MPC: CBN Retains MPR at 12.5%, Holds Other Policy Parameters Constant

L-R: Deputy Governor, Financial System Stability, CBN, Mrs Aisha Ahmad, CBN Governor, Mr Godwin Emefiele, and Deputy Governor, Operations Directorate, CBN, Folashodun Adebisi Shonubi, at the media briefing on the outcome of Monetary Policy Committee (MPC) meeting in Abuja.

The Monetary Policy Committee (MPC) of the Central Bank of Nigeria (CBN) Monday voted to retain the Monetary Policy Rate (MPR) at 12.5 per cent and all other policy parameters.

CBN Governor, Godwin Emefiele who announced the decision of the Committee shortly after the meeting in Abuja said, the Committee decided by a vote of eight members to Hold and two members voted to Reduce MPR. All members voted to retain all other policy parameters.

Emefile said, “in summary, the MPC voted to: Retain the MPR at 12.5 per cent; Retain the asymmetric corridor of +200/-500 basis points around the MPR; Retain the CRR at 27.5 per cent; and Retain the Liquidity Ratio at 30 per cent”.

Reading out the committee’s consideration, he said, MPC noted that the current coordinated efforts by the Federal Government to contain the COVID-19 pandemic would reposition the economy on a sustainable path of rapid recovery.

The apex bank Governor said, “the Committee welcomed the government’s articulated fiscal stimulus to cushion the impact of the pandemic on households and businesses, through various palliatives and fiscal incentives and reiterated the need for effective and timely implementation.

[Saved entries]

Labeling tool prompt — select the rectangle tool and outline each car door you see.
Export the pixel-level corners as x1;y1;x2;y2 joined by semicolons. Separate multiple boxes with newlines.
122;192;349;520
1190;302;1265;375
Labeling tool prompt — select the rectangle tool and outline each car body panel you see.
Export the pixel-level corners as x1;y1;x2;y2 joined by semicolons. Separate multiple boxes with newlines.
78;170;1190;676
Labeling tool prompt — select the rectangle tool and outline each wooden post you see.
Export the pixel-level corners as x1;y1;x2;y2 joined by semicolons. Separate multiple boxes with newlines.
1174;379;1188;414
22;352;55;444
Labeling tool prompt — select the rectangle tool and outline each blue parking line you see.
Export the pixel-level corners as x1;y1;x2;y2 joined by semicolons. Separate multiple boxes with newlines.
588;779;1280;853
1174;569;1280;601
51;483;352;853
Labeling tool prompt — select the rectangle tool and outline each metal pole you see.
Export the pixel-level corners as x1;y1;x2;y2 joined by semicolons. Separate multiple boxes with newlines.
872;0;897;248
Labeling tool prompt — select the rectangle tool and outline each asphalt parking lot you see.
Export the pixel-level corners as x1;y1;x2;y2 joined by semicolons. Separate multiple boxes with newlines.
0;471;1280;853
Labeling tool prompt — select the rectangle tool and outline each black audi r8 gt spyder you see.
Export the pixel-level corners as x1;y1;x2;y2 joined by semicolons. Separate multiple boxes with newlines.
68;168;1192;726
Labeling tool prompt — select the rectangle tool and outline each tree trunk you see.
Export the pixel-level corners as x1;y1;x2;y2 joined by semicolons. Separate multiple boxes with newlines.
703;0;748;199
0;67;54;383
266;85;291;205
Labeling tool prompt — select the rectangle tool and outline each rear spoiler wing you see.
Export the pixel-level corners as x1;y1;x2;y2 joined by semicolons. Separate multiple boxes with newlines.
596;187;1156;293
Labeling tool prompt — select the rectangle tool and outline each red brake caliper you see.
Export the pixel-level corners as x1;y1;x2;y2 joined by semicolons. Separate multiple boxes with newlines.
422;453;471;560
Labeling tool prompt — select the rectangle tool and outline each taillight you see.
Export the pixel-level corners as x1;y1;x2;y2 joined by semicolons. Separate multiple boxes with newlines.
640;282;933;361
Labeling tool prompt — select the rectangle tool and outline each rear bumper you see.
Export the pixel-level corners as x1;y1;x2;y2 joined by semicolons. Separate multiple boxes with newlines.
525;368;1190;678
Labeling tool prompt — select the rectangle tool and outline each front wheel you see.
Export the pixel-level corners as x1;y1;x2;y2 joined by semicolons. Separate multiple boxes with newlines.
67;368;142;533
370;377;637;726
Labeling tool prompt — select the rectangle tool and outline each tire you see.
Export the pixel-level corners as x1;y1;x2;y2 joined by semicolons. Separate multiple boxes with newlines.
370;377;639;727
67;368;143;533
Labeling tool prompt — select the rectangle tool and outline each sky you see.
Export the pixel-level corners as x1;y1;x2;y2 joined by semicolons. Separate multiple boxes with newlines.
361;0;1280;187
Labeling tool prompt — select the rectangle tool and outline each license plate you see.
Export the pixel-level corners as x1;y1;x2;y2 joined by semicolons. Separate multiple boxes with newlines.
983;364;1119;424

#### Problem requirements:
Return the full report on the CBN's MPC decision word for word. The entries are separate material and unrelated to the text.

#### Response:
MPC: CBN Retains MPR at 12.5%, Holds Other Policy Parameters Constant

L-R: Deputy Governor, Financial System Stability, CBN, Mrs Aisha Ahmad, CBN Governor, Mr Godwin Emefiele, and Deputy Governor, Operations Directorate, CBN, Folashodun Adebisi Shonubi, at the media briefing on the outcome of Monetary Policy Committee (MPC) meeting in Abuja.

The Monetary Policy Committee (MPC) of the Central Bank of Nigeria (CBN) Monday voted to retain the Monetary Policy Rate (MPR) at 12.5 per cent and all other policy parameters.

CBN Governor, Godwin Emefiele who announced the decision of the Committee shortly after the meeting in Abuja said, the Committee decided by a vote of eight members to Hold and two members voted to Reduce MPR. All members voted to retain all other policy parameters.

Emefile said, “in summary, the MPC voted to: Retain the MPR at 12.5 per cent; Retain the asymmetric corridor of +200/-500 basis points around the MPR; Retain the CRR at 27.5 per cent; and Retain the Liquidity Ratio at 30 per cent”.

Reading out the committee’s consideration, he said, MPC noted that the current coordinated efforts by the Federal Government to contain the COVID-19 pandemic would reposition the economy on a sustainable path of rapid recovery.

The apex bank Governor said, “the Committee welcomed the government’s articulated fiscal stimulus to cushion the impact of the pandemic on households and businesses, through various palliatives and fiscal incentives and reiterated the need for effective and timely implementation.